《蕭十一郎》改編與原著的爭議



作者:小純
2002/08/01



  其實就字義上來看,原著與改編就有不同,改編既然有個“改”字,當然與原來就會有不同,否則又何必分“原著”與“改編”呢?

  再說到為什麼要改編,其實很多小說或文學作品,當要搬上螢光幕時,不管是以電視劇或電影的方式呈現,都是需要有所更動的,挑出其中的精華來表現。這方面電影可能只是演出其中一段,因為電影長度最多兩個小時,所以不能太複雜,要讓觀眾能很快消化,又不會覺得沒有東西。在電視劇方面來說,要演出長達四十集,每集四十五分鐘的戲,不但要把原著的精華片段演出來,更要去蕪存菁,再加入一點更有戲劇性、有衝擊性的東西,還要迎合時代潮流,劇情要對了觀眾的胃口,觀眾才看得下去,否則就是老掉牙的故事,連復古都談不上!

  小說是以文字來表達的,很多時候還是要靠讀者的想像,意境的營造很重要,怎麼說還是矇了一層薄薄的面紗,所以看起來更有一種矇矓美,所以很多人會很喜歡蕭十一郎原著的悲情美。電視則是靠演員的詮釋來表達,這就直接多了,觀眾可以不必想像,人物就活生生的出現在面前,所有背景、情感、肢體動作、武功招式等,都有了具體的東西,文字描寫要一大段的,電視可能幾秒鐘就演完了,那種感受是不同的。

  其實不只是電視劇及電影,其他像舞台劇、廣播劇等,不同的呈現方式,為了不同的屬性及不同的表達方法,以及不同的觀眾,多多少少都會有不同的改變,就會變成了多個版本,不一定哪個版本就不好,單看每個人的喜好不同,原著好還是改編好?這真的是一個見仁見智的問題,也沒有標準答案,就好像你喜歡一個人,喜歡就是喜歡,別人怎麼說你還是喜歡,而對某些人,你可能怎麼看就是不順眼,一樣的這個世界,在每個人眼裡卻是不同的。

  改編不能改掉原來的骨幹及精髓,新增加的枝節也不能顯得突兀不搭嘎,在這方面來說,我個人認為吳奇隆版的蕭十一郎編劇就做得不錯,在看此劇之前,我也花了幾天時間看完了原著,原因是想先對故事內容背景有個基本的瞭解,待電視播出後,可以發現原著中幾個重要的情節,例如:小公子嫁禍蕭十一郎「割鹿不如割頭」、沈璧君腳中了小公子毒針蕭十一郎為她療傷、小公子計誘沈璧君半路逼她改嫁卻被蕭十一郎破壞成要她嫁人、小公子花招百出甚至色誘還是鬥不過蕭十一郎、楊開泰碰到風四娘就講話結巴並且多少錢都肯拿出來、蕭十一郎因誤會而遭沈璧君刺了一劍,然後又傷上加傷兩人雙雙被小公子所擒,最後前後跳下絕谷,誤會冰釋且在谷底過了段快樂的日子,還有玩偶山莊、冰冰的出現、風四娘和花如玉的假夫妻關係,以及連城璧接替了逍遙侯的一切妄想稱霸武林等,都保留且做了調整但又不失原味,起承轉合各方面都安排得很合理很順暢,顯見編劇的用心!

--- 提供資料 ---
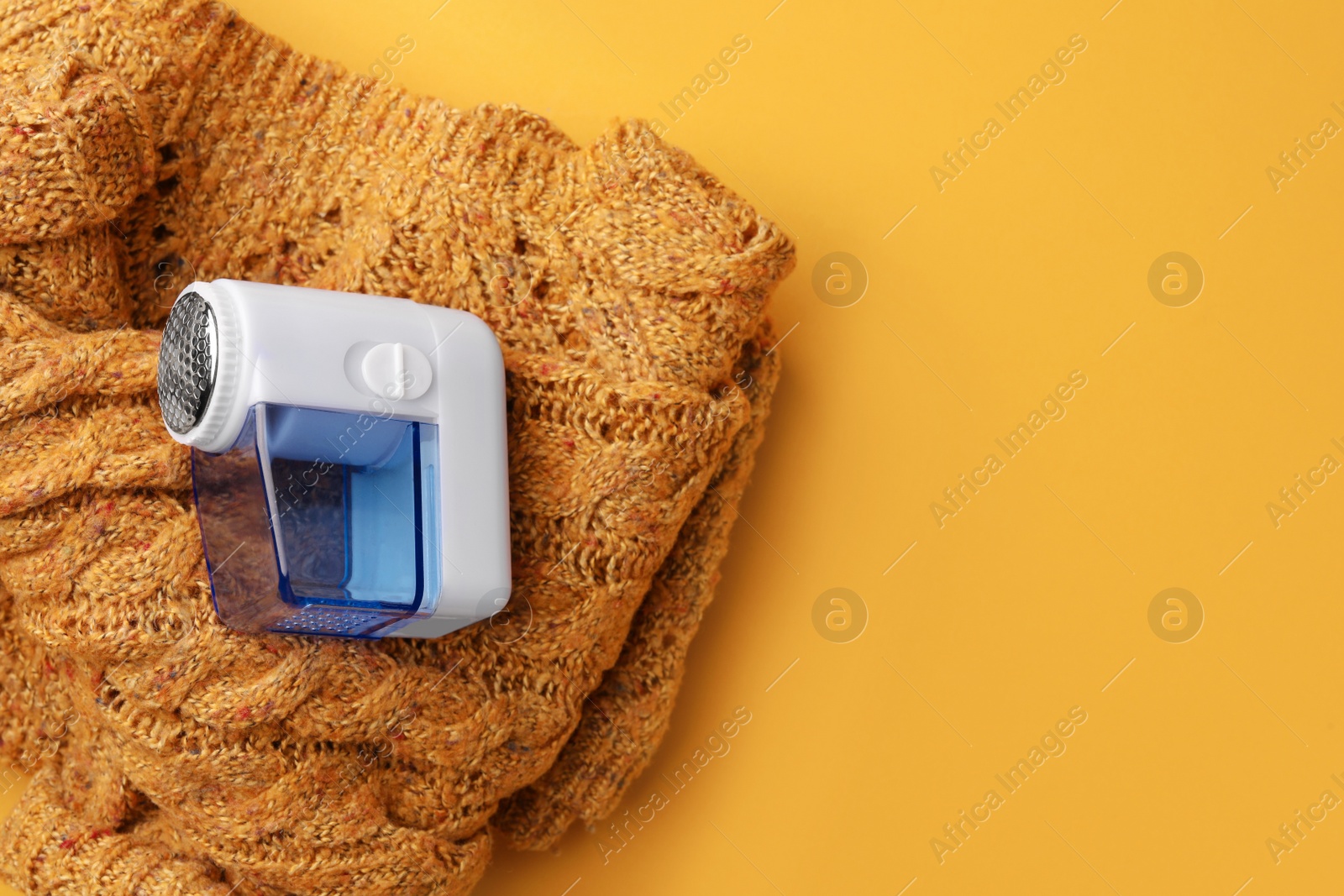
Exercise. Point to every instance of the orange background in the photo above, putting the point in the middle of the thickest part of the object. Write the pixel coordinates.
(1034, 598)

--- 練習題 1 ---
請根據閱讀文章,列出文中提到的所有改編呈現方式。
--- 練習題 2 ---
請根據閱讀文章回答下列問題:
(a) 電影的長度最多是多久?
(b) 電視劇要演出多少集,每集多少分鐘?
(c) 作者在看吳奇隆版蕭十一郎之前,花了幾天時間做什麼?

--- 答案示範 1 ---
電視劇、電影、舞台劇、廣播劇

--- 答案示範 2 ---
(a) 最多兩個小時。
(b) 四十集,每集四十五分鐘。
(c) 看完了原著。